* [TESTO FORNITO]
= = = = =

Siamo nel 1935 alla vigilia del secondo conflitto mondiale. E in piena guerra nel 1942 lancia l’iniziativa «L’ora dei poveri», una raccolta fondi. Solo a guerra terminata l’azione di Follereau sul fronte della lebbra diventa massiccia, dando vita a una fondazione. Sarà per molto tempo l’unica voce ad alzarsi in difesa dei malati e della loro dignità di esseri umani. Nel 1954 promuove la Giornata mondiale dei malati di lebbra, che ancora oggi viene celebrata l’ultima domenica di gennaio in ben 150 Nazioni.

A raccogliere il testimone di questa battaglia - tutt’altro che vinta visto che vi sono 3 milioni di persone malate nel mondo - è l’Associazione italiani amici di Raoul Follereau (Aifo), che oggi si unisce al ricordo dell’anniversario della nascita del loro ispiratore e modello (morto a Parigi il 6 dicembre 1977). «Il gesto di abbracciare questi malati compiuto da Follereau - racconta Antonio Lissoni presidente nazionale di Aifo - è stato davvero dirompente: andava contro una politica di isolamento e segregazione che queste persone hanno dovuto subire. Quell’abbraccio nel tempo li ha riportati per la gran parte nella vita sociale e civile».

= = = = =

* [RECORD FORNITI]

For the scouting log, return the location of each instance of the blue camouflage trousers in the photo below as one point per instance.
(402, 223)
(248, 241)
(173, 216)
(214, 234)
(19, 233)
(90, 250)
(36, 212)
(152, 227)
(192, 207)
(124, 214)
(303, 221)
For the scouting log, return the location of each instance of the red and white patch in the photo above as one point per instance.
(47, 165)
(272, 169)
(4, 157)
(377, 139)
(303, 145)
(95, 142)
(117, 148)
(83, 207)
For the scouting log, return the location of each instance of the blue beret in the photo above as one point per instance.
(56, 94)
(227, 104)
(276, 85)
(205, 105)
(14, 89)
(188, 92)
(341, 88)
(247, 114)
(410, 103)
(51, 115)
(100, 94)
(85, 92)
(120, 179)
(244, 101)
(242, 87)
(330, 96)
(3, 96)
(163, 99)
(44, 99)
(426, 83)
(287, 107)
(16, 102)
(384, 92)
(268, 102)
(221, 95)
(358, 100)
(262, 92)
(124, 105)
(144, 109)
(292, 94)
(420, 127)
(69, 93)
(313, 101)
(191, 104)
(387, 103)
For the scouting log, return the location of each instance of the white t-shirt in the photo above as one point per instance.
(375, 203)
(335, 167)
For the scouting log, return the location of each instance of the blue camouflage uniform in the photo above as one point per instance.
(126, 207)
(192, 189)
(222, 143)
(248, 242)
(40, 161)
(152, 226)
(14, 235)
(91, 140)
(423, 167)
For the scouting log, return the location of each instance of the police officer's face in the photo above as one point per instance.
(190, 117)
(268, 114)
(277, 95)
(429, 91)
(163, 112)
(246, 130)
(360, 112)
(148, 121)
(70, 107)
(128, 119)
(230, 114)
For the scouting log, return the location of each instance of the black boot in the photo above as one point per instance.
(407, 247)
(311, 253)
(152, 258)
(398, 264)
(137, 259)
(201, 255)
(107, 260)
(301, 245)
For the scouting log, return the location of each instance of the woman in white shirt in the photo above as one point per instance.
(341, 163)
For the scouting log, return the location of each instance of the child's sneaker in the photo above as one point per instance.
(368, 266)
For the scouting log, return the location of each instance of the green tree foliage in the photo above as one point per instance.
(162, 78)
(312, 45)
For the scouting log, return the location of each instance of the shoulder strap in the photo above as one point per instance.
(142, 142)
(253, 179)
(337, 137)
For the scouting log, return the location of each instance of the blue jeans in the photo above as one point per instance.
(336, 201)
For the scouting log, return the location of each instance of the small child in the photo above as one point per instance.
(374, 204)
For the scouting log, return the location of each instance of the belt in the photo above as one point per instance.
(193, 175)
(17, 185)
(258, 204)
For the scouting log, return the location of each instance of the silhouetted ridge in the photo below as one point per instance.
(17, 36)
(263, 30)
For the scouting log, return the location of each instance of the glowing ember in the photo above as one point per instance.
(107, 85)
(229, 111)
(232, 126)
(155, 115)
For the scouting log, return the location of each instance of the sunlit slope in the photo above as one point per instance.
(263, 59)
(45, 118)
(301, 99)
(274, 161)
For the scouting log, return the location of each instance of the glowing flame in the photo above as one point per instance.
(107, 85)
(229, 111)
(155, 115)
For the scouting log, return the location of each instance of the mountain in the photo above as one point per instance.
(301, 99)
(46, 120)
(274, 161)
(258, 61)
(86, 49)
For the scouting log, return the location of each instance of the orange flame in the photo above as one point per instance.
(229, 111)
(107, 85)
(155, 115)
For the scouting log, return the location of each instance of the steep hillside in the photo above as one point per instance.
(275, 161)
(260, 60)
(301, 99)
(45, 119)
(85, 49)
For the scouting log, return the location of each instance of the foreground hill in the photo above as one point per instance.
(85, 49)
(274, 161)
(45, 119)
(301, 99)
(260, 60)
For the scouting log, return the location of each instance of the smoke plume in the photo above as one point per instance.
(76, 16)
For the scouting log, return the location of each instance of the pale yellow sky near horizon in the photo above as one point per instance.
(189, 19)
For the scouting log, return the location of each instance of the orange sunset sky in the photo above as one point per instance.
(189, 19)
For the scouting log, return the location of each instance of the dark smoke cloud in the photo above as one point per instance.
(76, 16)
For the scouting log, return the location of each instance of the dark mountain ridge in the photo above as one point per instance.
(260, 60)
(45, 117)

= = = = =

* [CONSEGNE]
**1)** Quali anni sono indicati nel testo su Raoul Follereau e la lebbra? Elencali tutti.
**2)** Prosegui il testo su Raoul Follereau e la lotta alla lebbra, ripartendo dopo la sua ultima frase.
I record provengono da una fonte diversa.

* [RISPOSTE SCRITTE]
**1)** 1935, 1942, 1954, 1977

**2)**
Oggi la lebbra è curabile e gestibile grazie ad alcuni medicinali che vengono distribuiti ai malati, ma «il nostro obiettivo è quello di ricollocarli all’interno delle loro comunità come persone attive e partecipi». Già, perché l’azione di Follereau prima e di Aifo oggi « non è solo quello di curare la malattia, ma di porre al centro dell’azione il malato, la persona e di combattere contro ogni forma di discriminazione e aiutare coloro che sono stati resi disabili dalla malattia ad essere soggetti attivi nella comunità». Insomma una battaglia «contro lo stigma che questa malattia lascia su chi ne è affetto, e a favore della loro piena inclusione». Un obiettivo che fa da filo rosso dei 54 progetti che Aifo ha messo in campo in 11 Paesi nel mondo coinvolgendo oltre 236mila persone.

Nel suo lavoro, l’Aifo ha deciso di coinvolgere anche personale che abbia vissuto sulla propria pelle il dramma della malattia. «Se a un disabile a spiegare come potersi riprendere nelle amni la propria vita è un altro disabile, il massaggio acquista un valore molto potenziato» sottolinea il presidente Lissoni. E poi c’è l’attenzione alle comunità in cui i malati vivono. «Lavoriamo con organizzazioni locali che conoscono il territorio e possono esserci di aiuto per comprendere bisogni, necessità e attese di quella realtà civile e sociale, individuando risorse attive nella comunità».

Passaggio tutt’altro che superfluo. «In Guinea Bissau nella zona di Gabu stiamo operando contro la mortalità infantile: un morto ogni 19 parti a fronte di uno ogni 20mila in Occidente - racconta Lissoni -. Ma ci siamo resi conto che dietro a tutto questo vi era anche la piaga delle violenze e degli stupri anche sulle adolescenti. Ecco che abbiamo messo in campo un’opera di aiuto completo a questo donne e ragazzine. E allo stesso tempo una campagna di sensibilizzazione presso le autorità con denunce e arresti».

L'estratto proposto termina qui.